* READING TEXT:
-*-*-

Pot for steaming rice
Baking sheet lined with baking mat
Vegetable peeler

Ingredients
  

  • 1 Butternut Squash - cubed and roasted
  • 1 cup Wild Rice Blend - prepared to package directions, I used Royal Rice Blend wild rice.
  • 1/3 cup Toasted Pecans - chopped
  • Good Fruity Olive Oil
  • 1 tsp Coarse Sea Salt
  • 1 tsp Ground Pepper
  • 1/2 tsp Allspice
  • 1/4 tsp Nutmeg
  • 1/3 cup Dried Cranberries - or more, if desired, for tossing in with rice

Instructions
 

  • Pre-heat your oven to 400 degrees. Prep your squash while the oven heats. With a vegetable peeler, peel the butternut squash, halve it, and remove the seeds. Cube the butternut squash into 1 inch cubes.
  • Spread cubed squash onto a baking sheet lined with a baking mat and toss cubes with olive oil, salt, pepper, allspice, and nutmeg. Bake squash in a 400 degree oven for 25 to 35 minutes until just soft enough to pierce.
  • While squash is roasting, prepare the wild rice according to package directions. My brand came with instructions as follows: [Bring 1 1/2 cups of water to a boil, Add 1/2 tsp salt and 1 tsp butter or olive oil. Stir in 1 cup wild rice, cover with lid and reduce heat to low. Simmer 15 minutes. Remove from heat and let stand covered 5 minutes. Fluff and serve.]
  • When finished steaming remove rice from heat and pour into a large bowl. When the butternut squash is finished roasting, add about half of it to the bowl with the rice.

-*-*-

* INFORMATION SHOWN:
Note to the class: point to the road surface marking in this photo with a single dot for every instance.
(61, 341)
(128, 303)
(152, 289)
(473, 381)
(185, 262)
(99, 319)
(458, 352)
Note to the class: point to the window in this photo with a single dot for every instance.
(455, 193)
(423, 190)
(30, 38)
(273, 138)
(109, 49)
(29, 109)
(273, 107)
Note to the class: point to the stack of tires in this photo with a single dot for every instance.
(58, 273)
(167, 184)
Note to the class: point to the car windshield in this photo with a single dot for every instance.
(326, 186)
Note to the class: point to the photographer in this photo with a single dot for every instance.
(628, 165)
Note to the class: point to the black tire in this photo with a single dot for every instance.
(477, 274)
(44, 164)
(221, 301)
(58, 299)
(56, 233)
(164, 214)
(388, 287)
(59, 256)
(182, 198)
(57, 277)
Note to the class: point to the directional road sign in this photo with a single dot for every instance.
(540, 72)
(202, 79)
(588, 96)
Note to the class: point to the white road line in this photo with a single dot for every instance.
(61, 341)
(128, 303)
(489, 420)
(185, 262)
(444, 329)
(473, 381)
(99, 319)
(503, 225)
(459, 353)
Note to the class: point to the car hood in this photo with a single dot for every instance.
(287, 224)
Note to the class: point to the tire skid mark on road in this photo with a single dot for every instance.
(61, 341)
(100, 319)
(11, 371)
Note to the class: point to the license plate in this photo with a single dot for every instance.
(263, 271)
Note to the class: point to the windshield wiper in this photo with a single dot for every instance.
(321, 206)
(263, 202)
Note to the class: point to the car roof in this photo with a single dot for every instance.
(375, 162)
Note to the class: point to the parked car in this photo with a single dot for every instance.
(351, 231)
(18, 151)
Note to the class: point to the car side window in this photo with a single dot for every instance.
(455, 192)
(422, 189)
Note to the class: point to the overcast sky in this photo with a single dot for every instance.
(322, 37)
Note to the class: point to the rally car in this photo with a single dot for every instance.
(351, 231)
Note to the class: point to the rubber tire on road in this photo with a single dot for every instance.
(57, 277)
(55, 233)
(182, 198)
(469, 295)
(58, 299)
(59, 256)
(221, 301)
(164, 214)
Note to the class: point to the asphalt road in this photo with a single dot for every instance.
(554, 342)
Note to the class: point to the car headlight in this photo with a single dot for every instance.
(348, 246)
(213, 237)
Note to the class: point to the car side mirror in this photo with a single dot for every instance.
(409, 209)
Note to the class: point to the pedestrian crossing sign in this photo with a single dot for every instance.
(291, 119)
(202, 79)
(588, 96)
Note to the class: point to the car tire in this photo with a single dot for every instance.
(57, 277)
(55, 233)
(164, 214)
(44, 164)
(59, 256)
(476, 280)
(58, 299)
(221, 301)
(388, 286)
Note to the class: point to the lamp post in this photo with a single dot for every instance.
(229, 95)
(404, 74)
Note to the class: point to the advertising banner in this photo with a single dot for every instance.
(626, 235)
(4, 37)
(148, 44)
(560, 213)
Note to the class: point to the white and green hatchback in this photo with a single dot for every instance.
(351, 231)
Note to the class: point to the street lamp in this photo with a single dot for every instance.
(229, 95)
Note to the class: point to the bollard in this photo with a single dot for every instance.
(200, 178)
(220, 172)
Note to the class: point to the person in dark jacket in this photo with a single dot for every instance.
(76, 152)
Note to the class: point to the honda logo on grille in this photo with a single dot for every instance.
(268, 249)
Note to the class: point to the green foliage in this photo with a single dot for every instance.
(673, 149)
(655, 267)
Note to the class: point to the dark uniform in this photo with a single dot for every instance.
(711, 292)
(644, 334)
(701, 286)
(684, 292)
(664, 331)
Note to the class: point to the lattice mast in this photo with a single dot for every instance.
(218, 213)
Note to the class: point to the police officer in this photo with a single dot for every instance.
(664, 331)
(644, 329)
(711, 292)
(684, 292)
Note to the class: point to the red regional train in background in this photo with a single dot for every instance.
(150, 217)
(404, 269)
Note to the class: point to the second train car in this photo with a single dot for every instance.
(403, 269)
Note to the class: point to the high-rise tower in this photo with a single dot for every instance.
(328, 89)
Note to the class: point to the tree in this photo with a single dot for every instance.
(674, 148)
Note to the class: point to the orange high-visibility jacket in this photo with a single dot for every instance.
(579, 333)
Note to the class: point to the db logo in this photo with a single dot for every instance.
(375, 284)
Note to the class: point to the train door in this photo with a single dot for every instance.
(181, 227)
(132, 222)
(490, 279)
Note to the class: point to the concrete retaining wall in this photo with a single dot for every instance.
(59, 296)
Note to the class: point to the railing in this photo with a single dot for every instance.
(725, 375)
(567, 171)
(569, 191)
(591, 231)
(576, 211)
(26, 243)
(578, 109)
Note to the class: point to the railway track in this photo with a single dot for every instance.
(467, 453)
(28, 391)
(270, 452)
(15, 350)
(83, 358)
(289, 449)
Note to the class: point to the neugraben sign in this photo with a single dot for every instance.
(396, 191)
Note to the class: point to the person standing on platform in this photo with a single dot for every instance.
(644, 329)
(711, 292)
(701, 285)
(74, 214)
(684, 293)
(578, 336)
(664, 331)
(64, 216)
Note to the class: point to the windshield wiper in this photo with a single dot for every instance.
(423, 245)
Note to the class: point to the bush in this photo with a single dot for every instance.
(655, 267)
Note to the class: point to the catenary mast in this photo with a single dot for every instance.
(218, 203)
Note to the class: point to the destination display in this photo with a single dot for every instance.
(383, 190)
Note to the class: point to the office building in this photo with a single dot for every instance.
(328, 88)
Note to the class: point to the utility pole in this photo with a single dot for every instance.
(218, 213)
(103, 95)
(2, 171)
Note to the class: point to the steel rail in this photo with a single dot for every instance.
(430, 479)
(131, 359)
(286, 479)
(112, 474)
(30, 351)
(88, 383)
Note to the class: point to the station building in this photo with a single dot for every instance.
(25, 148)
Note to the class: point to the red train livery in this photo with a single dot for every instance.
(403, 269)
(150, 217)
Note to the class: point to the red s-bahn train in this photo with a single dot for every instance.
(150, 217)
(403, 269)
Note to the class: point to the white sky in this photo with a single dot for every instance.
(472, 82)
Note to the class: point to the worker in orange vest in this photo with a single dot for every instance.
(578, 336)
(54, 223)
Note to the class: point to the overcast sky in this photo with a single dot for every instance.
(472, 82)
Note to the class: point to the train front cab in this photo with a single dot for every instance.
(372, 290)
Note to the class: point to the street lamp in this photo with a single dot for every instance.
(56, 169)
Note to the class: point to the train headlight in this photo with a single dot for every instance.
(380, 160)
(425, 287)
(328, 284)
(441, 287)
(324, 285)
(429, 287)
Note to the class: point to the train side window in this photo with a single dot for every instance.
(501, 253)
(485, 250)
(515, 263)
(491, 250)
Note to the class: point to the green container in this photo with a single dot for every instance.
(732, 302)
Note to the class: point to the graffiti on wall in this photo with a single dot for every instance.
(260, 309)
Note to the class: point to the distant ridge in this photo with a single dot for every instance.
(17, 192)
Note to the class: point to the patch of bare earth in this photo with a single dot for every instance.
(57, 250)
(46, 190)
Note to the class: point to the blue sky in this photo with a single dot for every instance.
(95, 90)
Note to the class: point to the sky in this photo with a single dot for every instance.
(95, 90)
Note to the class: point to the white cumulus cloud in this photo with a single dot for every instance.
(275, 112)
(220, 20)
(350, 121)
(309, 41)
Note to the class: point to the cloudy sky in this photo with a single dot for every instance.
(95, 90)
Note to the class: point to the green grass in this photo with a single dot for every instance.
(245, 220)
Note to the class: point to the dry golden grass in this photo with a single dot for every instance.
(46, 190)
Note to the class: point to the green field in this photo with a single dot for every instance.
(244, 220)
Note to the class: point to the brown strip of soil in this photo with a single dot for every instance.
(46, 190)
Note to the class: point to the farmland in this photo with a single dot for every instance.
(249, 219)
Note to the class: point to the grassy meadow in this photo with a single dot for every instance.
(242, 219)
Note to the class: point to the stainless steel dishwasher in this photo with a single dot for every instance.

-*-*-

* TASK SET:
[a] In the butternut squash recipe, what are the cubed squash tossed with before baking? List every item.
[b] Please mark each statement yes or no according to the butternut squash recipe, and quote the words that decide it. (i) The oven is preheated to 400 degrees. (ii) The wild rice simmers for 25 minutes. (iii) All of the roasted squash is added to the bowl of rice.
[c] Carry on with the butternut squash recipe from its last instruction.
The records have no connection to the butternut squash recipe.

* RESULTS:
[a] Olive oil, salt, pepper, allspice, and nutmeg.

[b]
(i) Yes: "Pre-heat your oven to 400 degrees."
(ii) No: "Simmer 15 minutes."
(iii) No: "add about half of it to the bowl with the rice."

[c]
  • In a small skillet, lightly toast whole pecans for 2 to 3 minutes and give them a rough chop.
  • Add pecans to the bowl with squash and rice and toss in the dried cranberries. Toss with a spoon until everything is combined and transfer to a serving platter. Take the remaining cubes of squash and place them on top dotting the rice platter with the extra squash. If you have any extra, place it in a separate bowl on the table or line the side of your platter with it.
    Serve alongside roasted chicken or turkey with cranberry sauce.

Notes

For my wild rice, I used Royal Blend which is a mix of Texmati rice, white rice, wild rice, brown rice, and red rice.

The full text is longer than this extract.